• **The exercise**
Repeat the material verbatim and drop the pictures.

• **Position annotation records**
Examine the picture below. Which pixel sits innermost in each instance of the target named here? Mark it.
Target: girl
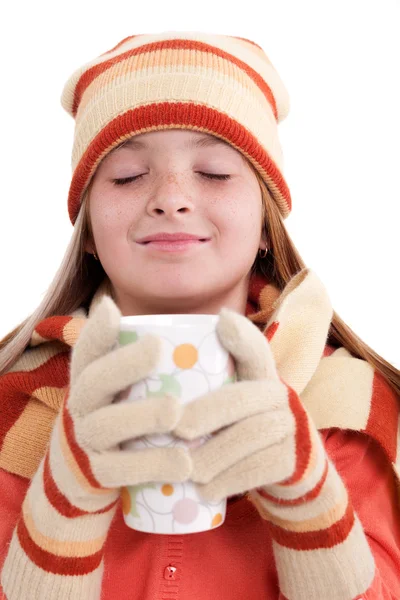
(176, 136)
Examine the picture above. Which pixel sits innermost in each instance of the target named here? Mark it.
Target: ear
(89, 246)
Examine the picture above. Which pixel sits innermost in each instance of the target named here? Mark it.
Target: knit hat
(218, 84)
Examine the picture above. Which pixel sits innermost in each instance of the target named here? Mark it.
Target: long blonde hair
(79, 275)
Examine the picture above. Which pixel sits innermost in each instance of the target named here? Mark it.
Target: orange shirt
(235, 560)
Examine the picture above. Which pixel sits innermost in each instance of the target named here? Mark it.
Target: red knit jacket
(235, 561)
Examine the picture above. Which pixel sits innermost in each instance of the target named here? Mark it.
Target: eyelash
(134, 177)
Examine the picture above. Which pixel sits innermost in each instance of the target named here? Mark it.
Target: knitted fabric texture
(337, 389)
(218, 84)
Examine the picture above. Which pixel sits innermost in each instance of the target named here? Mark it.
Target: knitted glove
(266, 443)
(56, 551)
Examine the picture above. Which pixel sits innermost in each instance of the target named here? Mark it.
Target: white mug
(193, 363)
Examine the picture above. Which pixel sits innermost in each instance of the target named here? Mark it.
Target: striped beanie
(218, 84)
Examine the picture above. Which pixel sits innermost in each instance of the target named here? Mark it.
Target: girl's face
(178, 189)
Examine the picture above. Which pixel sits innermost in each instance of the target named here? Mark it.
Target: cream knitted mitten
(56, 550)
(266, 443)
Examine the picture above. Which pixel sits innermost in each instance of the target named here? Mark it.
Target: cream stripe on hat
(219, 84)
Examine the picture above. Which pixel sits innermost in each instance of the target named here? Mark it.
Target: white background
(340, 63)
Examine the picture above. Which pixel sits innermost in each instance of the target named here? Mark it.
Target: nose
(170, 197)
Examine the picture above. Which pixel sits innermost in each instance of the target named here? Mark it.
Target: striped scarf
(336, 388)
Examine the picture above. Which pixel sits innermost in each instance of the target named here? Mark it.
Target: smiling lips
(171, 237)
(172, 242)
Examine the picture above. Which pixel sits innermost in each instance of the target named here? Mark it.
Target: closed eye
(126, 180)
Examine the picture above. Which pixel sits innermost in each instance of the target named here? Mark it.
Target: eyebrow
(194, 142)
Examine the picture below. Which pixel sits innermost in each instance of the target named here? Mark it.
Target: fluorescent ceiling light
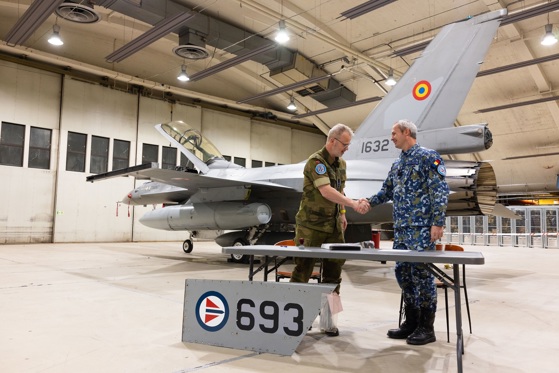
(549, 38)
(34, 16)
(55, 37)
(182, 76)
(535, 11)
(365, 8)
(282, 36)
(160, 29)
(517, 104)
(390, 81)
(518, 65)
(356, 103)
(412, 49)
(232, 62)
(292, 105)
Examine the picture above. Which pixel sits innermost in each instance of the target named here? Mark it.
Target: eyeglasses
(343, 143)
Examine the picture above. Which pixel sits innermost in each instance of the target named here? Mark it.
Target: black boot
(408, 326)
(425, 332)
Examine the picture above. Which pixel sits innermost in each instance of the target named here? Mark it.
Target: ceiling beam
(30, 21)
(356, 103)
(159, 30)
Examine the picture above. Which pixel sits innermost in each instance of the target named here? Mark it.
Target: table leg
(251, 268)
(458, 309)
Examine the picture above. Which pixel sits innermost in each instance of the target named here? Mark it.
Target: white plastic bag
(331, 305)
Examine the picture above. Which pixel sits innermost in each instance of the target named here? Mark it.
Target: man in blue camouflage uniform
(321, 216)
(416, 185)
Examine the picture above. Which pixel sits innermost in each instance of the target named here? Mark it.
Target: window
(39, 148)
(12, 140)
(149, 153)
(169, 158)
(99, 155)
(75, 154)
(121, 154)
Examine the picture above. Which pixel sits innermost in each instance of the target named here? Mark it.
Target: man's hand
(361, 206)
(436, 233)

• **Correct result**
Examine the picture below. Which pixel sits innermost in each instance of the target named here? Mark it.
Target: girl
(176, 136)
Examine the picture above. Which pixel sits innermost in each instance of the target named here? Mark it.
Target: ear
(89, 246)
Examine the picture above. Which pixel sits innermost in each instance of the target named here? Mark it.
Target: knit hat
(218, 84)
Examine the picture above. Which pixel sits innermost in each instance of the target named here? Mark it.
Target: long blonde hair
(79, 275)
Examine the picture above. Which pixel sits innermost in each instance of the target named here? Mark it.
Target: orange shirt
(235, 560)
Examine the picture above. Which pixel sits innermost in each instance of the target named here? Mark it.
Target: red knit jacket
(235, 561)
Examine the picture above. Which pixel sits innermost in each instance of the target named here? Mark it.
Target: eyelash
(134, 177)
Examine the picture above. Which pixel sits innermost in each instance of the target named here? Mark it.
Target: knitted fabric texture
(337, 389)
(218, 84)
Examine the picture above. Which pixel sits innermost in each instance of the target named here? Mark it.
Target: knitted glove
(266, 443)
(56, 551)
Examine the picture above. Which pixel sits innermost in each instance of the target named here? Mark it.
Target: white mug
(193, 363)
Examine the picture above. Which pixel sits innermost in each instance of the target named here? Mark it.
Target: striped beanie
(218, 84)
Examine the picture above. Which pixel sits innermost in each instance of the target named here? Mark it.
Target: girl's face
(178, 189)
Examine the picture above. Which pixel sits innermost in each instance of the target named here? Mark it.
Target: cream knitted mitten
(56, 550)
(266, 443)
Examine the picture above. Which pixel sits innermost in each instance of the target named here? Mark it.
Target: cream stripe on hat
(219, 84)
Examine the picture above. Which pixel sits innermost in each instance of the target named here? Mark it.
Target: white background
(340, 63)
Examine the picture above. Which pixel sits innermost in each instance of the target named here? Mark it.
Target: nose
(170, 197)
Examine the picture above. Which pixel sits innermost in each instance of the target named here? Mark it.
Target: striped scarf
(336, 388)
Examine the picture above. Which pixel sits innermost in each instance of the target named here? Mark it.
Target: smiling lips
(171, 237)
(172, 242)
Examine the picture above. Which pixel sits innermost in each instance of the target named here? Mark it.
Target: closed eye
(126, 180)
Examine the picture above. Which pixel sits innermost in each instance of the target named here? Mark it.
Target: eyebrow
(194, 142)
Examine the picture below. Which pixel sits innermost in each instance of the target named here? Mark it.
Target: fluorescent ceiling light
(549, 38)
(34, 16)
(55, 37)
(182, 76)
(535, 11)
(365, 8)
(282, 36)
(160, 29)
(517, 104)
(390, 81)
(518, 65)
(356, 103)
(412, 49)
(232, 62)
(292, 105)
Examine the picture above. Which pixel sits innermost in each instance of the target named here? Mark it.
Target: eyeglasses
(343, 143)
Examine the picture above. Which pixel sits innermost in each instance of the target named here? Mark it.
Target: black boot
(408, 326)
(425, 332)
Examine the picture above. Which pixel sits innermost in each instance of the target named here? Mark it.
Target: ceiling beam
(30, 21)
(356, 103)
(159, 30)
Examine the picture above. Which pixel sits innermost in each instance of the target named here? Mark it.
Target: table leg
(251, 268)
(458, 309)
Examine the picture above. Which pixel sits innermost in each instance of the target named here? Mark it.
Target: white plastic bag
(331, 305)
Examine the picture above. Which pixel sits innermost in each instance of the target named here? Mark it.
Target: man in blue camouflage uniform
(321, 216)
(416, 185)
Examine the picture above. Which pixel sits innermost in each instance of the target named here? Mark it.
Target: window
(39, 148)
(12, 140)
(149, 153)
(169, 158)
(99, 155)
(75, 154)
(121, 154)
Examine the picture above. Which pixel sits innermost in each instance of the target named here? Mark it.
Target: man's hand
(361, 206)
(436, 233)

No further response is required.